OBJETIVO 1: Indique, pela ordem em que surgem, todos os anos escritos com quatro algarismos no texto sobre Havana.
OBJETIVO 2: Reescreva o texto sobre Havana de "A metrópole que" a "apressado dos turistas.", substituindo "metrópole" por "capital".

BLOCO DE TEXTO:

┌──

Havana é a cidade cenário desta e de outras histórias, cujos sinais exibe ao mundo com um orgulho tranquilo. Um orgulho visível nos olhares dos seus protagonistas, a gente toda das dezenas de bairros que formam a cidade, tão diferentes nas suas formas e tão semelhantes na sua vivência. Um orgulho que nem sequer se apaga com a solidão imposta pelo bloqueio que, desde 1962, os poderosos vizinhos da América do Norte insistem em manter.

Neste início do século XXI, Havana é uma cidade de relíquias onde o tempo nunca deixou de correr, embora as casas e as ruas, os carros e as pessoas, muitas vezes se pareçam com estranhas personagens de um filme antigo. Um filme que é também a melhor representação da história recente de Cuba e da sua notoriedade mundial, apesar de ter apenas um século de vida enquanto nação independente.

San Cristóbal de la Habana foi o nome de baptismo desta cidade, um nome escolhido pelos conquistadores espanhóis e atribuído por Diego Velázquez, em 25 de Julho de 1514, a um povoado da costa meridional, a uns quarenta quilómetros da Havana actual. A primitiva localização da capital, em Batabanó, durou pouco tempo. Nos cinco anos que se seguiram, Havana mudou ainda duas vezes de sítio, até que, em 1519, se fixou no lugar definitivo que hoje ocupa, na costa norte da ilha.

A metrópole que agora se estende por 28 quilómetros de costa alberga dois milhões e meio de pessoas e ocupa uma área global de 800 quilómetros quadrados. Mas a grandeza não lhe retirou as características que fazem dela uma das mais fascinantes cidades do mundo, onde os sinais do passado recente convivem com as marcas mais antigas da história da ilha grande das Caraíbas. Uma história que os estrangeiros conhecem mal, apesar de o núcleo antigo da urbe ser reconhecido pela UNESCO como património mundial. Das monumentais construções dos séculos XVIII e XIX aos edifícios singelos que se encontram em todas as ruas, Havana é uma imensidão de surpresas, mas a maior parte delas escapa ao olhar ligeirinho e apressado dos turistas.

└──

MATERIAL EXTRAÍDO:
┌──

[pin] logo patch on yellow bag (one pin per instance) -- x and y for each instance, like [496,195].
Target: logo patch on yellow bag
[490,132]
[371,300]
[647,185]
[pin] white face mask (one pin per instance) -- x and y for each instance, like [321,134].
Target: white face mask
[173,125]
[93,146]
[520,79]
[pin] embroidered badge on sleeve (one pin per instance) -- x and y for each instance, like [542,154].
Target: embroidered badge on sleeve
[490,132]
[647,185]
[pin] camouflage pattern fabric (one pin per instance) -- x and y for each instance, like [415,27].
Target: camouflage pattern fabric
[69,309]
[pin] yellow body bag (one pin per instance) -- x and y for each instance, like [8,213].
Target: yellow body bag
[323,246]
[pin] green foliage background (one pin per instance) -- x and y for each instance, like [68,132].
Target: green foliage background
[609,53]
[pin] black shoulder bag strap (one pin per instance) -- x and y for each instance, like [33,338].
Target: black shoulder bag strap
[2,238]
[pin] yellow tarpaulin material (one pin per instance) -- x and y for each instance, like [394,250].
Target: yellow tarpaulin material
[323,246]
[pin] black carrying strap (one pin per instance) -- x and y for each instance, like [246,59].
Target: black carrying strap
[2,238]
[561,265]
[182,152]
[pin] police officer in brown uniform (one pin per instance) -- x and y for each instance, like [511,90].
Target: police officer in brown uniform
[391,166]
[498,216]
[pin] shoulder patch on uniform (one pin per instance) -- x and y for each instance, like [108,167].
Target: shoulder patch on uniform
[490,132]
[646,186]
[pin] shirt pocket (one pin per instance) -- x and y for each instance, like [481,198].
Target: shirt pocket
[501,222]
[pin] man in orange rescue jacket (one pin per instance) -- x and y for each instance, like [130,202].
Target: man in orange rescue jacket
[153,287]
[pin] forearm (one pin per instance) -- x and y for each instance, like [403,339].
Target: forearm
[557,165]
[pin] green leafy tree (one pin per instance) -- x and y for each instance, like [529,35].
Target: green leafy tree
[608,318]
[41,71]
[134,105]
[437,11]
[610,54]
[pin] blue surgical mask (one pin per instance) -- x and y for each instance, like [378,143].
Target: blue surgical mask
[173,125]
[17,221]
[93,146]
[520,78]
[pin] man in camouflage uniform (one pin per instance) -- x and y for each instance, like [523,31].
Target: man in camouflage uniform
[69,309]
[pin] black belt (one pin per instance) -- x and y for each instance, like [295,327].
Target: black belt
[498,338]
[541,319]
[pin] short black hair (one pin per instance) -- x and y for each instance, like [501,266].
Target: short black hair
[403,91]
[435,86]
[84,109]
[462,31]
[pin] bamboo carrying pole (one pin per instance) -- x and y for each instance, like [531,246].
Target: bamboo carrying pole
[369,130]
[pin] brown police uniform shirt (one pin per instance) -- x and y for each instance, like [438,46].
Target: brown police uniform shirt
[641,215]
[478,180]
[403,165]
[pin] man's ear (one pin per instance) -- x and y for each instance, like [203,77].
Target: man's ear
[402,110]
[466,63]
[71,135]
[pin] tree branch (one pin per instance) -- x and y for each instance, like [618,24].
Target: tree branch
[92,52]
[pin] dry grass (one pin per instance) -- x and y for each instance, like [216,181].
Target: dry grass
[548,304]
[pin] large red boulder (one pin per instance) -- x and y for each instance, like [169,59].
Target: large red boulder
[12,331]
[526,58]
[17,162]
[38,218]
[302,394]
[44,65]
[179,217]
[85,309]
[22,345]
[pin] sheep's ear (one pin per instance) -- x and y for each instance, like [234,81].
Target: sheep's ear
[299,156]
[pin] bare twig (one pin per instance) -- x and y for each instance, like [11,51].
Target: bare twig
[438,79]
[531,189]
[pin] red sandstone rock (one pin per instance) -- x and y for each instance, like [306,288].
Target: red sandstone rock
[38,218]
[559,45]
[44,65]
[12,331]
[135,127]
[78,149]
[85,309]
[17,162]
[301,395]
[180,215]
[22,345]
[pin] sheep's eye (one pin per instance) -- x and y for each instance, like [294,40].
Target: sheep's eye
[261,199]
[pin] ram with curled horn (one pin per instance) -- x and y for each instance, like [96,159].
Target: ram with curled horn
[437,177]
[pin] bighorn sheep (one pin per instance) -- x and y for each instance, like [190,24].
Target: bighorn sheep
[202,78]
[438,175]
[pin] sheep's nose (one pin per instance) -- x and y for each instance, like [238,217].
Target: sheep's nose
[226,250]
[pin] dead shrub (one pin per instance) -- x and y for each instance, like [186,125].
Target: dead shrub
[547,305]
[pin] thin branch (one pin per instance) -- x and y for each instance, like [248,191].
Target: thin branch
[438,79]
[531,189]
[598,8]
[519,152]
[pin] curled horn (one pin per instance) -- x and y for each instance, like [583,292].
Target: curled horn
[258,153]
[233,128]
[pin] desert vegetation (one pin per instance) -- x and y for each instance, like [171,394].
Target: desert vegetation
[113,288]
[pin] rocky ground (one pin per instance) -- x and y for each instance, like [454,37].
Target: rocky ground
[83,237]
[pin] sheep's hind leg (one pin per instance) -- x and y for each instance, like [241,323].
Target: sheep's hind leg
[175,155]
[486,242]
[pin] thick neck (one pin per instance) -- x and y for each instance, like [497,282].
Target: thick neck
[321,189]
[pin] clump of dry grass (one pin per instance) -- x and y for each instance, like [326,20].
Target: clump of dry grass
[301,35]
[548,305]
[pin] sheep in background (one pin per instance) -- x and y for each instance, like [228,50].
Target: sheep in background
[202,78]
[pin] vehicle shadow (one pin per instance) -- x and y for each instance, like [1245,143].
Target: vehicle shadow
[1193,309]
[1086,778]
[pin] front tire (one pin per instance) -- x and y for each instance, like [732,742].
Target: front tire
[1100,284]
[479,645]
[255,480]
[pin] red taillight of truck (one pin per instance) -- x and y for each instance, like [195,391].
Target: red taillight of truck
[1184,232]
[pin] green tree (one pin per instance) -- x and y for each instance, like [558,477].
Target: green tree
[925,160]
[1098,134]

└──
┌──

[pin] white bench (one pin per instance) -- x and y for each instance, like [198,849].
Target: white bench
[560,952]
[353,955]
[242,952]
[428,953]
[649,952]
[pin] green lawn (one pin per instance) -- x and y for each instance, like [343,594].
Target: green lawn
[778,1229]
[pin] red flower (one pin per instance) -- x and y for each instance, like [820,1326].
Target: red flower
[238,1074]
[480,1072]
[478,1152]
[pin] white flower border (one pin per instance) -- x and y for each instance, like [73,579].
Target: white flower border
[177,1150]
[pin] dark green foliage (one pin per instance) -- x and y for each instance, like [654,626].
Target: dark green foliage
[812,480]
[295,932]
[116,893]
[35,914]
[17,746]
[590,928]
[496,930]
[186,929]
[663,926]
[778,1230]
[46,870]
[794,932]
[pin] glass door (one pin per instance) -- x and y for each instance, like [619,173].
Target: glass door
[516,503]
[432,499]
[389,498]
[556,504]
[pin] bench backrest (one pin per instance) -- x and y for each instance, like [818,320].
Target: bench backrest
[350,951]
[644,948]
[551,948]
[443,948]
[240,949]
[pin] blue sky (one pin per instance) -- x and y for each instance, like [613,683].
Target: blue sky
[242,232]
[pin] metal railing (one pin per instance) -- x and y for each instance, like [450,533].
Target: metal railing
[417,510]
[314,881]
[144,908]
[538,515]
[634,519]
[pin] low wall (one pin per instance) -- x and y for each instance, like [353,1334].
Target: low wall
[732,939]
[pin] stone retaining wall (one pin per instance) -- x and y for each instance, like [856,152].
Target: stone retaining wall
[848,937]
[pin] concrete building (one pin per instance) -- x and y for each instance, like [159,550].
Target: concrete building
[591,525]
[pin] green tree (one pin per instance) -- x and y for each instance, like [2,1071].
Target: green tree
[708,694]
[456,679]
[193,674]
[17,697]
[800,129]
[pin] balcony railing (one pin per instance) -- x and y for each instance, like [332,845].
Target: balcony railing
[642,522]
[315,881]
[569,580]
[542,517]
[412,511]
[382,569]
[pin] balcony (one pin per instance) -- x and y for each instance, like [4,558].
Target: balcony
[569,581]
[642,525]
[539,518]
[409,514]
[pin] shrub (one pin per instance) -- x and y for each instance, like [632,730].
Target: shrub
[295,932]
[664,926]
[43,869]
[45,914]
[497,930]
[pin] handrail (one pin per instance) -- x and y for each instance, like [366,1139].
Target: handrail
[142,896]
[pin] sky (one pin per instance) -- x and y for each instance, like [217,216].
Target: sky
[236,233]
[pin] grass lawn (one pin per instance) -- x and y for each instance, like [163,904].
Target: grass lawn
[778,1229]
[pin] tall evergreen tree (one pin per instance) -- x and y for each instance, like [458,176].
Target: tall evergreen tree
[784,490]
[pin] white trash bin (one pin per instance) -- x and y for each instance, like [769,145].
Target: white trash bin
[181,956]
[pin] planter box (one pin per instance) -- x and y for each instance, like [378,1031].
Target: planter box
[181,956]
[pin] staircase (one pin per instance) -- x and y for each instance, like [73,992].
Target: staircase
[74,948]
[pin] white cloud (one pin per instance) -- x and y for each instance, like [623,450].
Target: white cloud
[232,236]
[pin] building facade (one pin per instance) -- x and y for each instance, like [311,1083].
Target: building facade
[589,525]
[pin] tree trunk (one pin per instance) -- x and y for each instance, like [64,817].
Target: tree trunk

└──
┌──

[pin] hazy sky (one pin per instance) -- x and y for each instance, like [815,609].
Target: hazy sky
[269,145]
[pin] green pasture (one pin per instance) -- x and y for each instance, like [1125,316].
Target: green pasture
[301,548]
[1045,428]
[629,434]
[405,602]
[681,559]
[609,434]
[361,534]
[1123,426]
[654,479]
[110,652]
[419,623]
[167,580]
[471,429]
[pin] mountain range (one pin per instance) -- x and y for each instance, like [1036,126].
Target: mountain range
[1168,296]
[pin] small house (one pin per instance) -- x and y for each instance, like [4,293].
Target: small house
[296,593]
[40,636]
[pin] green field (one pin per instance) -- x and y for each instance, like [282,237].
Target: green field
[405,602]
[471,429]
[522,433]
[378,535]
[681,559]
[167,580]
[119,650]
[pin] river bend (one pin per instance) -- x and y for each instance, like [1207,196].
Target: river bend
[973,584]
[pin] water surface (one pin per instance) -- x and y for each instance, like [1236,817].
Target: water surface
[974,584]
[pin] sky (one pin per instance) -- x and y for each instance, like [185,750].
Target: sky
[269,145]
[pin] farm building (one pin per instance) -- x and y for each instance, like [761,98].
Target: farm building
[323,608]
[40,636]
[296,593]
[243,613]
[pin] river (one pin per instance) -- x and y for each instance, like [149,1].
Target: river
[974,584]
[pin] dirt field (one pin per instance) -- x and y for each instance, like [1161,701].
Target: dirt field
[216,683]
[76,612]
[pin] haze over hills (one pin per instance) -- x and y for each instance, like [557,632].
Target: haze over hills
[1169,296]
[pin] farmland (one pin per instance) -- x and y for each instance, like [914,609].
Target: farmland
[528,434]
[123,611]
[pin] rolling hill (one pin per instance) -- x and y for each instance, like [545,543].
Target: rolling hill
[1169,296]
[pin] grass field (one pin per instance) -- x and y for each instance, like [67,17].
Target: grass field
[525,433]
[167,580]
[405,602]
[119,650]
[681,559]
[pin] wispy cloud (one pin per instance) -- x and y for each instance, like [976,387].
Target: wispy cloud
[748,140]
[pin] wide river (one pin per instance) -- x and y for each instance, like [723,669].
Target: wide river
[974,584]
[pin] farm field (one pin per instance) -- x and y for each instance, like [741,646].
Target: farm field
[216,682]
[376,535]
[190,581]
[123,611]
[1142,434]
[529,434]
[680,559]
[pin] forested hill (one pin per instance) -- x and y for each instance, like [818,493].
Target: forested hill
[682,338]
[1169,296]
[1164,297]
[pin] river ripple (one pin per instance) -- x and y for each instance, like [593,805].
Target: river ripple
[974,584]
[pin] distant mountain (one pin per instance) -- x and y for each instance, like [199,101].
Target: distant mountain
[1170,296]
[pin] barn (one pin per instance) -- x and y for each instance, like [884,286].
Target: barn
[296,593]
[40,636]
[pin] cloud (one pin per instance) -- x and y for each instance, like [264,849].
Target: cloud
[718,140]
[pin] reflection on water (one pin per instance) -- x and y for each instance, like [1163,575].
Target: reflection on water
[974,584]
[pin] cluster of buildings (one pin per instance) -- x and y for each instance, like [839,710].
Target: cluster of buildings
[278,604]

└──

RESULTADO ESPERADO 1: 1962, 1514, 1519

RESULTADO ESPERADO 2:
A capital que agora se estende por 28 quilómetros de costa alberga dois milhões e meio de pessoas e ocupa uma área global de 800 quilómetros quadrados. Mas a grandeza não lhe retirou as características que fazem dela uma das mais fascinantes cidades do mundo, onde os sinais do passado recente convivem com as marcas mais antigas da história da ilha grande das Caraíbas. Uma história que os estrangeiros conhecem mal, apesar de o núcleo antigo da urbe ser reconhecido pela UNESCO como património mundial. Das monumentais construções dos séculos XVIII e XIX aos edifícios singelos que se encontram em todas as ruas, Havana é uma imensidão de surpresas, mas a maior parte delas escapa ao olhar ligeirinho e apressado dos turistas.